The importance of finding breast cancer early
The goal of screening tests for breast cancer is to find it before it causes symptoms (like a lump that can be felt). Screening refers to tests and exams used to find a disease in people who don’t have any symptoms.
Early detection means finding and diagnosing a disease earlier than might have happened if you’d waited for symptoms to start. Breast cancers found during screening exams are more likely to be small and still confined to the breast. The size of a breast cancer and how far it has spread are some of the most important factors in predicting the prognosis (outlook) of a woman with this disease.
Most doctors feel that early detection tests for breast cancer help save thousands of lives each year and that many more lives could be saved if even more women and their healthcare providers took advantage of these tests. Following the American Cancer Society’s guidelines for the early detection of breast cancer improves the chances that it can be found early and treated successfully.
Early detection tests for breast cancer help save thousands of lives each year.
For women at average risk
Mammograms should begin at age 40 and should continue every year, as long as a woman is in good health and is expected to live 10 or more years. These guidelines are for women at average risk for breast cancer. Women with a personal history of breast cancer, a family history of breast cancer, a genetic mutation known to increase the risk of breast cancer (such as BRCA), and women who had radiation therapy to the chest before the age of 30 are at higher risk for breast cancer, not average risk.

▶ **DATA FOR ANALYSIS**
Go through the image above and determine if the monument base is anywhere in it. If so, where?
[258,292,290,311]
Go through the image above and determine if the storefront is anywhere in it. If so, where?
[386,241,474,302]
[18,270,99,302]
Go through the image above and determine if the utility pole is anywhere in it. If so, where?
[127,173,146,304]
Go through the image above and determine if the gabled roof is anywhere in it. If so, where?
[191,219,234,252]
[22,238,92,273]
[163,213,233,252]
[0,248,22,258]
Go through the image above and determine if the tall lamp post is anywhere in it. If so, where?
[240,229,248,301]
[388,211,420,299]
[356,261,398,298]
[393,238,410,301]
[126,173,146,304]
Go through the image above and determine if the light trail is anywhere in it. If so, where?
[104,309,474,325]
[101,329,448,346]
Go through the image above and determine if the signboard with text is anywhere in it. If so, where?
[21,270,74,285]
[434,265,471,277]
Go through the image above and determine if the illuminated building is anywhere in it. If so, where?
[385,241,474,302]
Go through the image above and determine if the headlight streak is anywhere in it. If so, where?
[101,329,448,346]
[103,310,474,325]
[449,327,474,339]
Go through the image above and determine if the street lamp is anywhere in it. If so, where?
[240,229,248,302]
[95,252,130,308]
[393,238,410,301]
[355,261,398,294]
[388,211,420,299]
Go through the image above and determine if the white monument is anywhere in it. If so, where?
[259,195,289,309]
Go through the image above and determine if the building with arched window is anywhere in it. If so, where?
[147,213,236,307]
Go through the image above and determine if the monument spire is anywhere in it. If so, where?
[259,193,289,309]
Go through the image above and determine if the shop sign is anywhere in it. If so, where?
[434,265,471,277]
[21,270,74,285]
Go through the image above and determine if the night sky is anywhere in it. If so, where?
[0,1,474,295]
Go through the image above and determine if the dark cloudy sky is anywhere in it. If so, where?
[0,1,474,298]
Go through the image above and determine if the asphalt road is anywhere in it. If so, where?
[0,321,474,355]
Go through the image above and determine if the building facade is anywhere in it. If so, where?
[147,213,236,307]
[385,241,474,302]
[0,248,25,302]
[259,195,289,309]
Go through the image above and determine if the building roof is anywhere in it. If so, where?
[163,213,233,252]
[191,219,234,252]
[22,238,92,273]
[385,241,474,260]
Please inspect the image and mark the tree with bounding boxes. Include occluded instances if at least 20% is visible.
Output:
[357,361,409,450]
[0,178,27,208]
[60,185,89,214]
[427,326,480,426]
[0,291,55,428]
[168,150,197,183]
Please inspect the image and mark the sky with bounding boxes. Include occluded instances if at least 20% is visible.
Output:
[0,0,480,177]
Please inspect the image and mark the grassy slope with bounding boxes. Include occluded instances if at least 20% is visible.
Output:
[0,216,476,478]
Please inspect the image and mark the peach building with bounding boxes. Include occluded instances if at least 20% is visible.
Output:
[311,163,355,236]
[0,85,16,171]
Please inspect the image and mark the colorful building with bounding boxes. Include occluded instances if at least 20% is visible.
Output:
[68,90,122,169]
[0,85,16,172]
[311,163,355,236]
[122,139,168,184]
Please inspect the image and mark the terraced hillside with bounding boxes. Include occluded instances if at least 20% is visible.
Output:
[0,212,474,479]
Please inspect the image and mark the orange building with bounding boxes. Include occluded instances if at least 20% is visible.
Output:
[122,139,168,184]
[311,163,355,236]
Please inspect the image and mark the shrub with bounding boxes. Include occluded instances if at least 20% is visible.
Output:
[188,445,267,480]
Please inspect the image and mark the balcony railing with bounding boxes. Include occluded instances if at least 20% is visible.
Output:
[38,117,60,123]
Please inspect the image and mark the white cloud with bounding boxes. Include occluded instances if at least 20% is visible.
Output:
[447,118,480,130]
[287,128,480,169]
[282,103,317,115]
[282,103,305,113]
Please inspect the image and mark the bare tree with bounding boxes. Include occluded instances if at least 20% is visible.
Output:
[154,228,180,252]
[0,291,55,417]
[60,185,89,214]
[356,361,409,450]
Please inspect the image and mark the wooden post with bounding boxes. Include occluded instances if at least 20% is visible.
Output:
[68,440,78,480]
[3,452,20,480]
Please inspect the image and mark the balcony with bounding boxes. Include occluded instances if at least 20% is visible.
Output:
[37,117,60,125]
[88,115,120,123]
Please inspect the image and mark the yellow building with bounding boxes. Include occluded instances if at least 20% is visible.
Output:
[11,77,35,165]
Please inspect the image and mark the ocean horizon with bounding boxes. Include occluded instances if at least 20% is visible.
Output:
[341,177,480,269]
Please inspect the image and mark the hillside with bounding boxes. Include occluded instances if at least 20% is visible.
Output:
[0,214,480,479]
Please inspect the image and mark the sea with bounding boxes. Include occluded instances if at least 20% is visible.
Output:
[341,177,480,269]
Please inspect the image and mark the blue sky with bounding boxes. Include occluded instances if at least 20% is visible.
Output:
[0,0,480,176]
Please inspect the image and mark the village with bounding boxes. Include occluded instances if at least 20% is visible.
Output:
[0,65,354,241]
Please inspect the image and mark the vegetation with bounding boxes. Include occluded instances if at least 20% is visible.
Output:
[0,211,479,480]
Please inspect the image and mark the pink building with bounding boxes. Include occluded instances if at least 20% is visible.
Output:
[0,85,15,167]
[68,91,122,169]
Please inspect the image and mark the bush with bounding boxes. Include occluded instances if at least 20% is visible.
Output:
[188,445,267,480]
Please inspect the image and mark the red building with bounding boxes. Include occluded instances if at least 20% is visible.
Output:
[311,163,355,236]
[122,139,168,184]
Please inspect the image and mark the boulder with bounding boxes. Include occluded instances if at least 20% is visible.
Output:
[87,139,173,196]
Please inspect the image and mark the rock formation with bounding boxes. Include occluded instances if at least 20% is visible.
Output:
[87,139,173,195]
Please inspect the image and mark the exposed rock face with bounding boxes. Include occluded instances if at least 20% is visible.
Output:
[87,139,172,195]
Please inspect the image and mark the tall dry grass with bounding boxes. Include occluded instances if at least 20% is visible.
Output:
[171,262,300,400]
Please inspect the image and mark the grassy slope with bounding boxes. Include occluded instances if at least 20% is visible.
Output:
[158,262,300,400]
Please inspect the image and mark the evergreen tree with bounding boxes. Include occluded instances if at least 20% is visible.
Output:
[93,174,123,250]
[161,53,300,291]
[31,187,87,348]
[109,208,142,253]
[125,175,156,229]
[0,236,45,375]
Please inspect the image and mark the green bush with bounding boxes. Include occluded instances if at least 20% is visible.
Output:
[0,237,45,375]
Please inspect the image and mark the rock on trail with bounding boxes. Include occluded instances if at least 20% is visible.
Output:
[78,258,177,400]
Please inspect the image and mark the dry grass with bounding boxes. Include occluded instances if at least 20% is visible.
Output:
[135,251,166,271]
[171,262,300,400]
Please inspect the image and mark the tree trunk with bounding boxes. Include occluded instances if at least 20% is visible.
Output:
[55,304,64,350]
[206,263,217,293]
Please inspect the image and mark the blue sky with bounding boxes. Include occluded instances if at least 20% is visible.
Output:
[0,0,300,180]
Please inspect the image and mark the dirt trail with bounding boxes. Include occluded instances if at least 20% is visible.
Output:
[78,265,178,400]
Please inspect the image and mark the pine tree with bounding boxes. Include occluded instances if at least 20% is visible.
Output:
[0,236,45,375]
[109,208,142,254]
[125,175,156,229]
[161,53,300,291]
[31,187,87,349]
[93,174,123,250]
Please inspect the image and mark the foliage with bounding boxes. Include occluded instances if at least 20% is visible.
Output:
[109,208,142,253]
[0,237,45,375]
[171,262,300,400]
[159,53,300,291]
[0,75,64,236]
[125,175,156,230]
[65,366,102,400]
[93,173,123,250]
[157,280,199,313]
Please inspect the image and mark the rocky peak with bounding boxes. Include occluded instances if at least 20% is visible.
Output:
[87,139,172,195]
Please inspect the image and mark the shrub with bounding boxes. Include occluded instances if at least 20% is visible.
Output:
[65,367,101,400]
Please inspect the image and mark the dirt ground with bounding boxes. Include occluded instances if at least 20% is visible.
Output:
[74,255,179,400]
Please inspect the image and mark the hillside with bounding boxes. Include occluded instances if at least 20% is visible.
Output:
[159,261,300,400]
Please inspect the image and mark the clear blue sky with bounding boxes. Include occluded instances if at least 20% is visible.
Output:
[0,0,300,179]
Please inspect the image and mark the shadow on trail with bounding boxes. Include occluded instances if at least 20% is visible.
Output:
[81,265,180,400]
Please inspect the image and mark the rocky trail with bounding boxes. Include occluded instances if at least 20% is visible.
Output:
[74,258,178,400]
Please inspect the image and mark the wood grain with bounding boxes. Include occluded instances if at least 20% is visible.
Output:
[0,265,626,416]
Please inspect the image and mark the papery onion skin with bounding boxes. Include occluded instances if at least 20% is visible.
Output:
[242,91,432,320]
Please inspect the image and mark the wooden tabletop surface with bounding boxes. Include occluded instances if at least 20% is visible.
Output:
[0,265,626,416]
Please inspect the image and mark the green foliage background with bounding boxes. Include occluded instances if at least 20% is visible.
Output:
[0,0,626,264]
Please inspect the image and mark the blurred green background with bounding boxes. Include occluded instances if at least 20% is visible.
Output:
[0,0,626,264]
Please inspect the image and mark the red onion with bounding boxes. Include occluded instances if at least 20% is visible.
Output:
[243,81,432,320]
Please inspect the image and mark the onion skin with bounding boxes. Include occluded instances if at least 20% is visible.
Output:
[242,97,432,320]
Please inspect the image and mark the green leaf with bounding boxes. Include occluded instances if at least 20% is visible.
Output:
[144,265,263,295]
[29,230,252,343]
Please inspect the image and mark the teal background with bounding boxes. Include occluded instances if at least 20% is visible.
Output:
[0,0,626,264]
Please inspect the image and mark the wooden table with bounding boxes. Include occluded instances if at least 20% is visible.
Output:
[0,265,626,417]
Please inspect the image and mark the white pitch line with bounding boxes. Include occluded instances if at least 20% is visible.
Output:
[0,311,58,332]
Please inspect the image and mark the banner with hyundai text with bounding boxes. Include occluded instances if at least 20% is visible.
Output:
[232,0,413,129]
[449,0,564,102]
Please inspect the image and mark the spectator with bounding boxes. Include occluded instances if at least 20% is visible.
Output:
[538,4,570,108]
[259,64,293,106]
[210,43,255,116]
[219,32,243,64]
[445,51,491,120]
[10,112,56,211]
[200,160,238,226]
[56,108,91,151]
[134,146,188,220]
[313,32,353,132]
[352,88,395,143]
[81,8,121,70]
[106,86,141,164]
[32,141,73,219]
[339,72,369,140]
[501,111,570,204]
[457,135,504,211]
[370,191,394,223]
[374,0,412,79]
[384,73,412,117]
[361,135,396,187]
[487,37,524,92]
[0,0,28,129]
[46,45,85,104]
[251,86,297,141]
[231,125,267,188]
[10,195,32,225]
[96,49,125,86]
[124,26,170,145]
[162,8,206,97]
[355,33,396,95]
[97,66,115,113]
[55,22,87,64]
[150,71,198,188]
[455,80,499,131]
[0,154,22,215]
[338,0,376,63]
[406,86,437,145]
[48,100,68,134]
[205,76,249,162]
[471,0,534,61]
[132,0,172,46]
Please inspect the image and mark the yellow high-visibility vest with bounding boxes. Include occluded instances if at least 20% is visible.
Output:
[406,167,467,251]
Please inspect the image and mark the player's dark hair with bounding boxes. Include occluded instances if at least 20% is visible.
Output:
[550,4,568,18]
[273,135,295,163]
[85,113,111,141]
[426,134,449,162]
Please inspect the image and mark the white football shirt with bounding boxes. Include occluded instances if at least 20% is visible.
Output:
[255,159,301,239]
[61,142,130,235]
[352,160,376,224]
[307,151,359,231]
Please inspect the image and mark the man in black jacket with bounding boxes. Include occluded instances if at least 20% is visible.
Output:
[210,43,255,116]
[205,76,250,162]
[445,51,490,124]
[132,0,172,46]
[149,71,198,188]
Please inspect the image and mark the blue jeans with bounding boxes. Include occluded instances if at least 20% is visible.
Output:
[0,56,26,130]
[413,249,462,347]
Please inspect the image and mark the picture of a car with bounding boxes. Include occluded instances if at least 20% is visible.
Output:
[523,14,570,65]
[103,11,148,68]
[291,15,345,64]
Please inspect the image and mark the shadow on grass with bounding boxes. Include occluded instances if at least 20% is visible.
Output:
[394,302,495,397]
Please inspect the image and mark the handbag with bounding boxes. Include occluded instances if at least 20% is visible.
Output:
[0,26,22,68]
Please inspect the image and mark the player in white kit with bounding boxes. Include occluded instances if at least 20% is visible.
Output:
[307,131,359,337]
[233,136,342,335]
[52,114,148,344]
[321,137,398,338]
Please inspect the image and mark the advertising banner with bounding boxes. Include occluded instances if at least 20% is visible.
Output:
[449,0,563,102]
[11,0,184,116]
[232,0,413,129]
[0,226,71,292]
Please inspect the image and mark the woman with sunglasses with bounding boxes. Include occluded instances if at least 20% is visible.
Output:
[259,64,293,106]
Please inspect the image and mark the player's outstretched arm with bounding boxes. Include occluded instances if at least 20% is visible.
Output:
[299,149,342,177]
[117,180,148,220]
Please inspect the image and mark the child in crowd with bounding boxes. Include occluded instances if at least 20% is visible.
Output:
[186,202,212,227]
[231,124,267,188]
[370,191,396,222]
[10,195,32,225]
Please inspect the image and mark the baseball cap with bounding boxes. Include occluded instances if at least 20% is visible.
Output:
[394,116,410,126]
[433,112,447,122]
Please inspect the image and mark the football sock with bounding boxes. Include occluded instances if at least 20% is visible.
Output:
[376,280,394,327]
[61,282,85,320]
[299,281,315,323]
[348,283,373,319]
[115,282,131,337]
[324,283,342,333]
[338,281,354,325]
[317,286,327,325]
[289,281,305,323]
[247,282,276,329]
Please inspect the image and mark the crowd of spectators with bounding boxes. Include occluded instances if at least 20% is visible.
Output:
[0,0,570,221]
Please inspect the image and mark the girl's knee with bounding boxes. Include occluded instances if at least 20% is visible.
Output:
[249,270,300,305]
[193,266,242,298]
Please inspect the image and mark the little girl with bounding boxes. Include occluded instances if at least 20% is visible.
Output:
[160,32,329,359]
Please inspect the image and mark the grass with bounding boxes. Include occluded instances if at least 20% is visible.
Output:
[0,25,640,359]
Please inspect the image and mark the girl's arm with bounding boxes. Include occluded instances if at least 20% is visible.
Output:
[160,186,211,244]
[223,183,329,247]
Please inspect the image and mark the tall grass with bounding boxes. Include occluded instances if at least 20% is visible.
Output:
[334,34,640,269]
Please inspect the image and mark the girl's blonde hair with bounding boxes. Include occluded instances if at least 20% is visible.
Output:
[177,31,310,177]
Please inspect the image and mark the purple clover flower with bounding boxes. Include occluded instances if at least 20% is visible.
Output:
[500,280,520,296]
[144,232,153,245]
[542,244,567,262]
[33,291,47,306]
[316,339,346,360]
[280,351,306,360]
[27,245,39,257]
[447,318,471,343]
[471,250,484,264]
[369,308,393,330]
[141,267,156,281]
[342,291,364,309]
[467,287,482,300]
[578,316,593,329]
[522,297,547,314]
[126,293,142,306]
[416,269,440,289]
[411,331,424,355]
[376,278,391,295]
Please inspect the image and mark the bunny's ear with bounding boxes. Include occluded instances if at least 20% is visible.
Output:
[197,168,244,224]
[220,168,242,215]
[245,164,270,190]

▶ **PROBLEMS AND TASKS**
**A.** Quote the breast cancer screening text starting at "Early detection means" and ending at "lives each year.".
**B.** According to the breast cancer screening text, at what age should women at average risk begin having mammograms?
**C.** Carry on the breast cancer screening text from its final sentence.

▶ **RESPONSES PER TASK**
**A.**
Early detection means finding and diagnosing a disease earlier than might have happened if you’d waited for symptoms to start. Breast cancers found during screening exams are more likely to be small and still confined to the breast. The size of a breast cancer and how far it has spread are some of the most important factors in predicting the prognosis (outlook) of a woman with this disease.
Most doctors feel that early detection tests for breast cancer help save thousands of lives each year and that many more lives could be saved if even more women and their healthcare providers took advantage of these tests. Following the American Cancer Society’s guidelines for the early detection of breast cancer improves the chances that it can be found early and treated successfully.
Early detection tests for breast cancer help save thousands of lives each year.

**B.** At age 40.

**C.**
All women should be familiar with the known benefits, limitations and potential harms associated with breast cancer screening. They should also be familiar with how their breasts normally look and feel and report any changes to a healthcare provider right away.
For more information or to schedule a mammogram, call your physician today.
Digital breast tomosynthesis, or 3-D mammography
3-D mammography is much like your annual mammogram but far more accurate in early detection. Tomosynthesis works by capturing multiple slices or images of your breast from several angles. A computer then produces a 3-D image in 1-millimeter slices. The radiologist will review the images, one slice at a time, making it easier for them to see if there is anything to be concerned about.
With conventional 2-D mammography, the radiologist is viewing overlapped tissues of breast in one flat 2-D image. This can give an illusion of an abnormality even though the breast tissue is normal. Looking at the breast tissue in 1-millimeter slices, the radiologist can provide a more accurate assessment. According to breastcancer.org, 3-D mammography finds 41 percent more invasive cancers than conventional 2-D mammography. It also means that there is less chance of you being called back for a second look because of overlapped normal structures.
3-D mammography complements the standard 2-D exam and is performed at the same time, with the same system. There is no additional compression required, and it only takes a few seconds longer for each view.
We recommend all women get a 3-D mammogram as part of their annual breast imaging exam. It can be performed as a screening or diagnostic exam.
A state-of-the-art standard 2-D mammogram will be performed.
Because 3-D mammography is fairly new, some insurance companies do not cover the additional charge for 3-D mammography, which is $60 ($30 hospital charge and $30 radiologist charge). Note: You will get a separate bill from the radiologist for the reading fees.